Short task 1: According to the safety management text below, what is the maximum length to aim for in Safe Working Procedures?
----
The concept that preventing the minor personal damage occurrences will automatically prevent the major ones seems to me to be fundamentally flawed.

All organisations have limited resources to devote to safety, it seems more efficient to prevent one incident resulting in paraplegia than to prevent 20 incidents where people have a couple of days off work (some will say this comment is heresy)

Somewhere in the push to reduce L.T.I’s, reduce the L.T.I.F.R. and consequently achieve good ratings in safety programme audits the focus on serious personal damage tends to be lost.

Reducing the L.T.I.F.R. is as much about introducing rehabilitation programmes and making the place an enjoyable place to work as it is about reduction of personal damage.

4 Not using the continuous improvement philosophy and other facets of Quality Management in your safety approach.-

One company I worked for introduced a very rigorous approach to quality management and it improved safety and efficiency markedly. I find many organisations have the basics of quality but lack the drive for continuous improvement. Encouraging employees to question and improve what they are doing is vital. Many organisations take the opposite view and bury things in bure racy, bulldust and paperwork and the employees give up in disgust with regard to improving efficiency.

5 Lack of succinct paperwork.

There is not much point in having detailed paperwork that is too much like hard work to read.- OHS seems to attract long, wordy, complex reports and presentations that people seldom read, seldom listen to, seldom care about and seldom do much in response. Busy people do not have time to prepare detailed reports and busy people do not have time to read them. The term succinct is rarely apparent.

Many OHS people are complaining they have to spend so much time behind their computer they have little time to get out in the field where the action is happening.

6 Not using face to face communications whenever possible.-

Research by Harvard professor T.J. Larkin suggests when communicating change with the workforce use the supervisor not senior management, use face to face communications and frame communications relevant to the immediate work area and processes. His book Communicating In Times Of Change has some good pointers on communications that safety people will benefit from.

7 Not using a needs analysis to guide all your actions.-

Many safety management and safety learning initiatives suffer from being what people think are a good idea without a thorough formal needs analysis. Identifying needs by consulting with the workforce is vital. The paper Safety Training Needs Analysis may be of assistance.

8 Not training formal and informal leaders in Safety Leadership.-

Excellent safety leadership is a vital part of an excellent safety management system and appropriate interactive learning is essential. The paper The Things You Need To Know About Health And Safety Leadership gives some insight.

9 Not having simple, succinct Safe Working Procedures,

aim for 2 pages at the most, use pictures, diagrams, flow-charts etc.- One of the things we like to do in the safety world is develop safety working procedures, this is despite the fact that without training, supervision and follow up, procedural controls are notoriously unreliable.
----
Short task 2: Please tally the lines in the rows below that contain the string "picture", treating case as significant, and give only the number.

Input records:
----
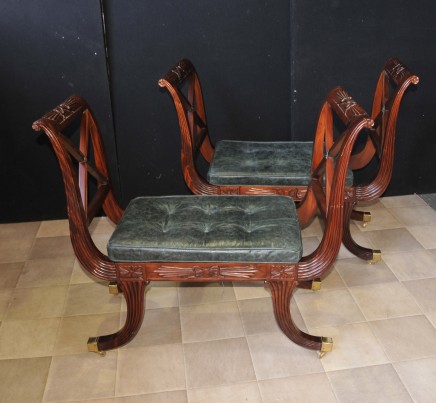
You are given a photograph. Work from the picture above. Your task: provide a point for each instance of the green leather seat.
(286, 163)
(208, 228)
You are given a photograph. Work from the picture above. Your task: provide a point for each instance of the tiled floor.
(220, 343)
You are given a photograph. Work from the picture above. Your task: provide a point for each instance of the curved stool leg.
(372, 256)
(281, 292)
(133, 292)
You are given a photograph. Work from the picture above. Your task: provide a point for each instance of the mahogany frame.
(132, 277)
(380, 144)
----
Exercise response 1: Two pages at the most.

Exercise response 2: 4